It is surprising how often international tax planning lawyers ignore the importance of business purpose doctrine to international tax planning. It seems that a lot of U.S. accountants and, to a smaller degree, attorneys have been limited to the parochial view of the application of the doctrine within the borders of the United States, whereas they seem to lose caution in the context of international business transactions. In this article, I urge the readers to consider the very important role of the business purpose doctrine to international tax planning.

International Tax Planning Lawyers: Business Purpose Doctrine; Combination with the Economic Substance Doctrine

This short writing does not pretend to do justice to the complex analysis of the history, development and interpretation of the business purpose doctrine. I will merely attempt to broadly sketch some important points and the general meaning of the doctrine to provide the necessary background to the discussion below.

The Business Purpose Doctrine (“the Doctrine”) is often cited to have originated in the old Supreme Court case Gregory v. Helvering, 293 U.S. 465 (1935) (even though, upon detailed consideration, it appears that this case stands for a much more limited proposition than the current Doctrine). In reality, the modern Doctrine received a much broader development in the seminal case of Goldstein v. Commissioner, 364 F.2d 734 (2d Cir. 1966), which incorporates the economic substance doctrine into the Doctrine.

● **AVAILABLE RECORDS**:
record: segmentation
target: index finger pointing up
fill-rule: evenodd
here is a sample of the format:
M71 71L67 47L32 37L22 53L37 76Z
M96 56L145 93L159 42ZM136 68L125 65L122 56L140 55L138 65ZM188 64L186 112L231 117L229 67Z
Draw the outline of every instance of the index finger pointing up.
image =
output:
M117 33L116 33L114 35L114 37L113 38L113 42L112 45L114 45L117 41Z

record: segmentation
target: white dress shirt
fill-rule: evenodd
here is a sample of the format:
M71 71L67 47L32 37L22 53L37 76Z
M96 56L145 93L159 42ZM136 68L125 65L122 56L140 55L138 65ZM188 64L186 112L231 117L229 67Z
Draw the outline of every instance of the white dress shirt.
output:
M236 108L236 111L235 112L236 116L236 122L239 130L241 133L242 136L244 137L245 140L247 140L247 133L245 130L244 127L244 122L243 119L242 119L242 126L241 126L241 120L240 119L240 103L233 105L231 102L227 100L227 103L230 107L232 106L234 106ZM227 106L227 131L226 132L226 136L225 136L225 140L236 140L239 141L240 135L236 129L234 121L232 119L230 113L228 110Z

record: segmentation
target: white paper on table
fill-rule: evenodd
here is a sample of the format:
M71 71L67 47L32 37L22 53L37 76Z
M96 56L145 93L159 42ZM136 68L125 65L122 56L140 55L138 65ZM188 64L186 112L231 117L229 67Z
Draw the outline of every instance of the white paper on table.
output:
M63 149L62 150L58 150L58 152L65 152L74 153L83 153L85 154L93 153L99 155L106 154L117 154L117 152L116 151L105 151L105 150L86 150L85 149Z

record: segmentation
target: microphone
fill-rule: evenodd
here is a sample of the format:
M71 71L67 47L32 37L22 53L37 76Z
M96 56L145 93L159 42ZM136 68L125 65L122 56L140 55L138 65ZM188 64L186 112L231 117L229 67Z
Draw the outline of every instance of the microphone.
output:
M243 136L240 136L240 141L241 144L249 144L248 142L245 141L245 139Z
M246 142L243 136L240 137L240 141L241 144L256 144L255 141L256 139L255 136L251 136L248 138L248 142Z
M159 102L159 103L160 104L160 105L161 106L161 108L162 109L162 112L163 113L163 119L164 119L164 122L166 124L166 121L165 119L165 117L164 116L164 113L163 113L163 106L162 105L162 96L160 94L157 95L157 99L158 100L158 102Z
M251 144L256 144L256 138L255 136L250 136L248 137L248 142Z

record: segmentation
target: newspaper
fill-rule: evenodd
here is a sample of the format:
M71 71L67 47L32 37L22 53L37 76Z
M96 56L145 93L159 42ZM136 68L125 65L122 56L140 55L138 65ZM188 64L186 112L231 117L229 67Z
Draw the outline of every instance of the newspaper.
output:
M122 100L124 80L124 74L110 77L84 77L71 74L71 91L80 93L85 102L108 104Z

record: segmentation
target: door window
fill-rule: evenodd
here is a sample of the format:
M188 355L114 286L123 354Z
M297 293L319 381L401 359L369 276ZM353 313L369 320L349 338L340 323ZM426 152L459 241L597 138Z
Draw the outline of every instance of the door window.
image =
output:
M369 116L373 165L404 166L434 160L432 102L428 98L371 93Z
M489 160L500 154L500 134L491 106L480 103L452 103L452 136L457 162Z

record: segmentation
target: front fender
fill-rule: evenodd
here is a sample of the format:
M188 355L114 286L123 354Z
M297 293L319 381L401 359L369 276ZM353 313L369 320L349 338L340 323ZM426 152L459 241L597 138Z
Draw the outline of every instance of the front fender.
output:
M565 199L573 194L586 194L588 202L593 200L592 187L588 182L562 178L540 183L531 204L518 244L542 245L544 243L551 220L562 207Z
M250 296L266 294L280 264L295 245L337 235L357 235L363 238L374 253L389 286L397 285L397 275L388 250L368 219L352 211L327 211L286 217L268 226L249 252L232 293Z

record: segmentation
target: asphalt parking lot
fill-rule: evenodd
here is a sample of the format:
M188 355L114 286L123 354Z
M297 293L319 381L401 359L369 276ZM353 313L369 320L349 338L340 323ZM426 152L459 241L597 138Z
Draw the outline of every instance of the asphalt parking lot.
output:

● **GIVEN PROBLEM 1**: Pick out each line of the entries that contains the string "target", treating uppercase and lowercase as different.
● **GIVEN PROBLEM 2**: Carry on with the article on the business purpose doctrine, starting right after its last sentence.
The entries have no connection to the article on the business purpose doctrine.

● **TASK OUTPUT 1**:
target: index finger pointing up
target: white dress shirt
target: white paper on table
target: microphone
target: newspaper
target: door window
target: front fender
target: asphalt parking lot

● **TASK OUTPUT 2**:
The combined effect of both legal developments can be summarized as a two-prong test which says that the IRS will respect a business transaction if: (1) the transaction has objective economic substance (i.e. whether transaction affected the taxpayer’s financial position in any way); and/OR (2) the taxpayer has a subjective non-tax business purpose for conducting the transaction (i.e. whether the transaction was motivated solely by tax avoidance considerations to such a degree that the business purpose is no more than a facade). Notice, the capital “OR” – there is a disagreement among the courts on whether the both, subjective (business purpose doctrine) and objective (economic substance doctrine) prongs should be satisfied, or is it enough that one of them is satisfied.

International Tax Planning Lawyers: the Doctrine is Relevant to International Tax Planning

The application of the Doctrine has been extremely important to International Tax Planning, and international tax planning lawyers should take care to make sure that their tax plans are not merely done for tax avoidance purposes, but reflect the real business purpose behind engaging into the transaction. Moreover, the international tax planning lawyers should impress upon their clients this understanding of importance of the Doctrine to the tax consequences of their business transactions.

A recent IRS victory stand as a stark reminder of the importance of the Doctrine and why international tax planning lawyers must not ignore it. In Chemtech Royalty Associates , L.P. v. United States of America (February of 2013), the federal district court in Louisiana rejected two separate tax shelter transactions entered into by The Dow Chemical Company (“Dow Chemical”) that purported to create approximately $1 billion in tax deductions.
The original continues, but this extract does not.